*INPUT DATA*:
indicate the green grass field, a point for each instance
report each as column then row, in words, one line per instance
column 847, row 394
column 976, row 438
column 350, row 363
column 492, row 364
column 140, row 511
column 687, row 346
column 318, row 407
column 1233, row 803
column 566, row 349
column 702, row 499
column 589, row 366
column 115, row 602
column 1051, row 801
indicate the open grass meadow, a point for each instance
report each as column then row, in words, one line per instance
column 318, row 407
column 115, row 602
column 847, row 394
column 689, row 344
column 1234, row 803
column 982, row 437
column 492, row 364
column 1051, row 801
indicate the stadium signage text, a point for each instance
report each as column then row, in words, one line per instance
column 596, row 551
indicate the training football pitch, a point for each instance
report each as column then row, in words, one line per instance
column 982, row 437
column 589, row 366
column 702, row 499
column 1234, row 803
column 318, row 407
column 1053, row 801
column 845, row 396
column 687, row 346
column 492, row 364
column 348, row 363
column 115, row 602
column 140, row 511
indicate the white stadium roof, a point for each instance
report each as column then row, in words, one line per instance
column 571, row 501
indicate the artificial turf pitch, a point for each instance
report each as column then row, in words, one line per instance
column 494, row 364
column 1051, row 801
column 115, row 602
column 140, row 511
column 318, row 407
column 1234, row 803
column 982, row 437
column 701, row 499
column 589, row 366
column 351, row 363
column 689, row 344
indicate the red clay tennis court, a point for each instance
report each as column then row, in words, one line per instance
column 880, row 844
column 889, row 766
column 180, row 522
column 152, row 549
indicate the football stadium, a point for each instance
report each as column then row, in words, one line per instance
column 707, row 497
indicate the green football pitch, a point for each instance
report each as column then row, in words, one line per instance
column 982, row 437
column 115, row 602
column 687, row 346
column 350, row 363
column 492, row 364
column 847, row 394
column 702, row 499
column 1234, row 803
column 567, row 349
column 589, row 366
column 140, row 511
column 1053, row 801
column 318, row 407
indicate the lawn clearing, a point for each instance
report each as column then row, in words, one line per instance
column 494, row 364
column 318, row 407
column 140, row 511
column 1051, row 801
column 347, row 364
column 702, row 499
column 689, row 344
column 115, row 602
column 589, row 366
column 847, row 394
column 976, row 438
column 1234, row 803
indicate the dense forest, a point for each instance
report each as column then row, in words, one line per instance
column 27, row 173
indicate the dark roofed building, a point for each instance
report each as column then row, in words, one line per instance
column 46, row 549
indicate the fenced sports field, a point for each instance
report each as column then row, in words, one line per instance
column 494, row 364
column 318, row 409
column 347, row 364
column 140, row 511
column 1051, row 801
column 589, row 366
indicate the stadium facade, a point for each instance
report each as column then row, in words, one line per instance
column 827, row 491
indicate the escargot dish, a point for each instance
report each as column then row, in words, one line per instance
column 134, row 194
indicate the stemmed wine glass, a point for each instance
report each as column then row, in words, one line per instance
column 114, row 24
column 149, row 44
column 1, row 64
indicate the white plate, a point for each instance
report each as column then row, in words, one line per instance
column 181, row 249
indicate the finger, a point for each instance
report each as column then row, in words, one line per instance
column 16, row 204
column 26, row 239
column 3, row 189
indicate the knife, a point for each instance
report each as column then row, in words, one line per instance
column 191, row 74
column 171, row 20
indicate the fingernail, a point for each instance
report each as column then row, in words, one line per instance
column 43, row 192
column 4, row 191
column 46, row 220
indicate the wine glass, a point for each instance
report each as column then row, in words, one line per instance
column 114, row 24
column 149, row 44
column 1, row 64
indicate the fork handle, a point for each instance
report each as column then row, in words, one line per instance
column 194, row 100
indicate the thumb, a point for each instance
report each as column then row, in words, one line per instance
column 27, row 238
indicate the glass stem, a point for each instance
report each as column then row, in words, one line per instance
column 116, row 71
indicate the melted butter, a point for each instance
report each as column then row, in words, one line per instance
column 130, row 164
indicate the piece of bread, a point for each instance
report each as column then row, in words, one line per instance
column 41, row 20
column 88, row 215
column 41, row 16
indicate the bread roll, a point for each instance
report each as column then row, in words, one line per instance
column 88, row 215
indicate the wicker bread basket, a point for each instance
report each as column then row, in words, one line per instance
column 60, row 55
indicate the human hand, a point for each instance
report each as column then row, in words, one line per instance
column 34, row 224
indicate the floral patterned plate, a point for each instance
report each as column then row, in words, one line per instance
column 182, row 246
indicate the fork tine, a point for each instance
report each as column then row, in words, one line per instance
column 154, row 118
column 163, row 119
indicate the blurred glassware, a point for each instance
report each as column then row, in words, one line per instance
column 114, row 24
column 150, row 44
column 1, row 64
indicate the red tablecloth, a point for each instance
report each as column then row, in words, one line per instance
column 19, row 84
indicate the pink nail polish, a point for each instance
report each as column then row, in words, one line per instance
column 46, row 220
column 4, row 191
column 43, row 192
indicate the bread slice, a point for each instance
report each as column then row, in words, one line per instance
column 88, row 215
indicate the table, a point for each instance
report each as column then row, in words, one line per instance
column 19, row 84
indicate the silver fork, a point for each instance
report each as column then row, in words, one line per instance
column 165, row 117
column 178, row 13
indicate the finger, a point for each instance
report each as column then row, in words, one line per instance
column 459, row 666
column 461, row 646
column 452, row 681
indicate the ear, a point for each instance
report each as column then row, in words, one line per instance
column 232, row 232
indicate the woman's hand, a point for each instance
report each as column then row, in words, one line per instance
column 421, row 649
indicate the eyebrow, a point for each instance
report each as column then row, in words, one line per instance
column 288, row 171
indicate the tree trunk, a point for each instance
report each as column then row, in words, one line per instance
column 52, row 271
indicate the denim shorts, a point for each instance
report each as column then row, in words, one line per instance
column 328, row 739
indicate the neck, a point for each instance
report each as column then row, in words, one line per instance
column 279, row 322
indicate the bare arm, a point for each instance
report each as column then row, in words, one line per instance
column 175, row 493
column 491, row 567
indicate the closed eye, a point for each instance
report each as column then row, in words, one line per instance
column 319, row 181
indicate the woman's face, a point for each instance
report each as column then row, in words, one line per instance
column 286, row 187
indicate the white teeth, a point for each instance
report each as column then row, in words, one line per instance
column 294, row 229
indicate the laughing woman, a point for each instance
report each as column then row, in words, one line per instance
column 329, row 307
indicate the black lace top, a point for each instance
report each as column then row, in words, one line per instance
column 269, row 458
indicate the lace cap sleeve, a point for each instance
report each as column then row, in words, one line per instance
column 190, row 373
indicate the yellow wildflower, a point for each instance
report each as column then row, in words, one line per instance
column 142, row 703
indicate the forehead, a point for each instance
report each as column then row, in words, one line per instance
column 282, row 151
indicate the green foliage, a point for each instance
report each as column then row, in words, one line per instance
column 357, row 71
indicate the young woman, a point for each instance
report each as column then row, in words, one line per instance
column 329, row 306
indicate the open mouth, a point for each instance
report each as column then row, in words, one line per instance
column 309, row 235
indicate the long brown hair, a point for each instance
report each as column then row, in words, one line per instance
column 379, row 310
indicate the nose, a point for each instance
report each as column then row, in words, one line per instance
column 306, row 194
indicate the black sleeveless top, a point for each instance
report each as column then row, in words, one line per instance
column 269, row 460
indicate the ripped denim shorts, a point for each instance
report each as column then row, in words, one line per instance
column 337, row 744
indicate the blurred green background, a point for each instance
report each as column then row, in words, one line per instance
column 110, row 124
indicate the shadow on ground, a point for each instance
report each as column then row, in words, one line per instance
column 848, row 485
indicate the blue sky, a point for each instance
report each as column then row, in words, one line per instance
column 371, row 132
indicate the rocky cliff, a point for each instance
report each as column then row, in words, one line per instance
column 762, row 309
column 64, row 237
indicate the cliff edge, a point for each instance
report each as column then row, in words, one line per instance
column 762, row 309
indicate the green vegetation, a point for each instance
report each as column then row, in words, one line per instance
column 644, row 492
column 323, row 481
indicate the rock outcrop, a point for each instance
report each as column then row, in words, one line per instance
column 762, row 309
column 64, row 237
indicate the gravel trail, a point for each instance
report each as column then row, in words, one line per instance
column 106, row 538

*GOAL OF THE EXERCISE*:
Please copy the records from the line containing "indicate the ear, a point for each instance" through the line containing "column 421, row 649", swapping "indicate" for "mark" and changing nothing else.

*FINAL ANSWER*:
mark the ear, a point for each instance
report each as column then row, in words, one line per instance
column 232, row 232
mark the woman's hand, a point for each instance
report each as column then row, in words, one line per instance
column 421, row 649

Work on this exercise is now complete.